▼▼▼

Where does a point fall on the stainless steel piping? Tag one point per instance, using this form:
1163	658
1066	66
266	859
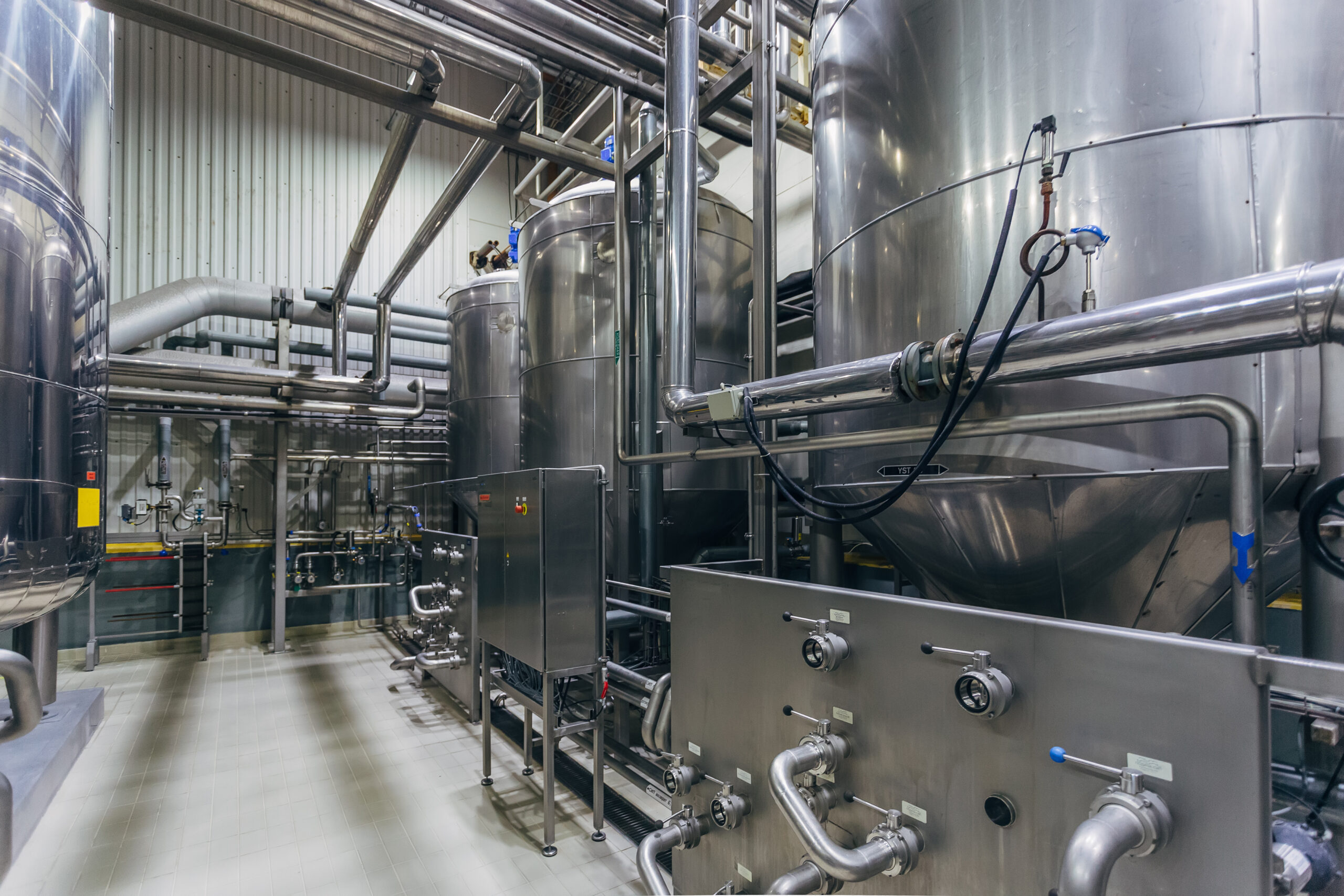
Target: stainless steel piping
651	715
1292	308
478	159
603	97
1244	456
260	404
858	864
156	312
1095	849
679	205
804	879
425	82
663	730
449	42
647	859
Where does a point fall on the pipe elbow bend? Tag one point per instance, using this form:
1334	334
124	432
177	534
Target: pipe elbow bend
1095	849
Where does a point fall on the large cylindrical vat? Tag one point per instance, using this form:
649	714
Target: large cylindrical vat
1201	144
56	116
568	265
483	376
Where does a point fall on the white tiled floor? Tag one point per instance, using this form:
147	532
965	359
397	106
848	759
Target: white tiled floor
318	772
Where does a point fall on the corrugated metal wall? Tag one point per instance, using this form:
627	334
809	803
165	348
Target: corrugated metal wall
224	167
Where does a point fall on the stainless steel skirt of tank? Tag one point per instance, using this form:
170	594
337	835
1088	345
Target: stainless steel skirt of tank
568	263
913	100
56	119
483	376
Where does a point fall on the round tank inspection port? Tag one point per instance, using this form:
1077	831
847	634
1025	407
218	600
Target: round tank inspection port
1000	810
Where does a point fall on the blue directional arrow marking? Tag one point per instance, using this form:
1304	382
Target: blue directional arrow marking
1244	543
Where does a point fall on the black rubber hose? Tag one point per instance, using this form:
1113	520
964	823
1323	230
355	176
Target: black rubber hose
1323	500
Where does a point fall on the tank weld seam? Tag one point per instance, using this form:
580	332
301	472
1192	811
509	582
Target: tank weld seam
1245	121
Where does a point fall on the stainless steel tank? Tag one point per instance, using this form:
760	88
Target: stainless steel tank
483	376
56	120
568	265
916	104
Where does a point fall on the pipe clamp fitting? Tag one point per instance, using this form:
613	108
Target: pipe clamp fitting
1146	806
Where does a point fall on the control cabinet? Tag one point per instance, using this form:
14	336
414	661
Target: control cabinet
541	585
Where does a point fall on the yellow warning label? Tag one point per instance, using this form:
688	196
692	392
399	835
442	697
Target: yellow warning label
89	511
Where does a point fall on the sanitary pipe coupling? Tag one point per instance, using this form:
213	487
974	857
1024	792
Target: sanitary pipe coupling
906	844
918	373
1148	808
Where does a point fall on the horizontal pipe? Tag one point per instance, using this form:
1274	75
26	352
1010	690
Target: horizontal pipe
164	18
205	338
158	312
1270	312
355	300
654	613
261	404
640	589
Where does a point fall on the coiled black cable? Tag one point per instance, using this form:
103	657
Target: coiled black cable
873	507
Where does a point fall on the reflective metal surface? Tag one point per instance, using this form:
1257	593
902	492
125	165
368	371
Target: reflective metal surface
1119	525
56	119
483	379
568	268
1105	693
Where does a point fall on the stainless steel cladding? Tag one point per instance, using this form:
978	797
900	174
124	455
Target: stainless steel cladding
568	263
483	376
991	810
1191	167
56	120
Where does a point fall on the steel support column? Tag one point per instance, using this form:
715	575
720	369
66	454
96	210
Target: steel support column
762	495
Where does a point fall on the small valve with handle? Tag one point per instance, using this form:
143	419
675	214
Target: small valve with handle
822	649
1124	820
831	747
982	690
906	841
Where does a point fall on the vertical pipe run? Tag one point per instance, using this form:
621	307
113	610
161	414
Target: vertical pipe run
1323	594
225	436
424	82
679	205
762	493
277	618
163	461
649	476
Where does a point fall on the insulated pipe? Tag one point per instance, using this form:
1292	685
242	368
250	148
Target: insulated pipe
858	864
651	714
154	313
679	206
425	82
20	683
205	338
1292	308
420	612
478	159
1095	849
804	879
647	858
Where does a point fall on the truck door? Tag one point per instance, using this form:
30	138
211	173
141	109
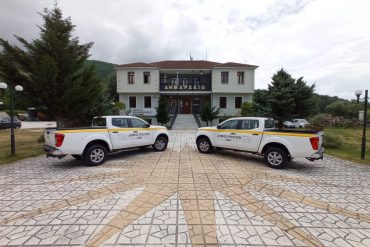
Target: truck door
225	135
249	136
141	134
120	133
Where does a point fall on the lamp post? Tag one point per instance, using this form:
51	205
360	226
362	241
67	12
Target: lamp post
18	88
363	144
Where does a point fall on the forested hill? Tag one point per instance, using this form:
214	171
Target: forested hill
103	69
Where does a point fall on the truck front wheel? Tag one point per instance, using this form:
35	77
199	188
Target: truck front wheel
95	155
204	146
160	144
276	157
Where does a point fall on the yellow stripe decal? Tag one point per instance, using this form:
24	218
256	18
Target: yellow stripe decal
105	130
260	132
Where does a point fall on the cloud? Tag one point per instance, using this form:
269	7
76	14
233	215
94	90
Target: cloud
327	42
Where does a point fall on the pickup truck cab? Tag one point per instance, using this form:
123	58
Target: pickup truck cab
107	134
259	136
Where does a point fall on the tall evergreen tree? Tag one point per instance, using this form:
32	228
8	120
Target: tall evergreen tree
261	107
289	98
51	70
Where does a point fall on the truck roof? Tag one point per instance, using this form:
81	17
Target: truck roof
255	118
122	116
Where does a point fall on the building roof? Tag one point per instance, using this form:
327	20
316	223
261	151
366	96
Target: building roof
235	65
136	65
186	64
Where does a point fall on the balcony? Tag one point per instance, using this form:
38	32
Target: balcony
185	82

▲▲▲

GOAL -
Your task is to extract the lines running from the one with "Where does a point fall on the tall" to the end of the material, inclusive, copying each exactly and adding nothing.

OUTPUT OF THE TASK -
Where does a point fall on the tall evergreen tree? Tag one point per instance, using this form:
32	228
8	120
Target: tall evergreen tree
261	107
289	98
51	70
Where does a point fall on the truck roof? Tag one point per instance, using this form:
81	17
Target: truck roof
255	118
122	116
Where does a point fall on the building roof? Tag one point per instance, using this form:
327	20
316	223
261	151
366	96
Target: building roof
235	65
136	65
186	64
Where does a point fall on the balcony? Tag one point per instance, using this form:
38	32
Target: balcony
185	82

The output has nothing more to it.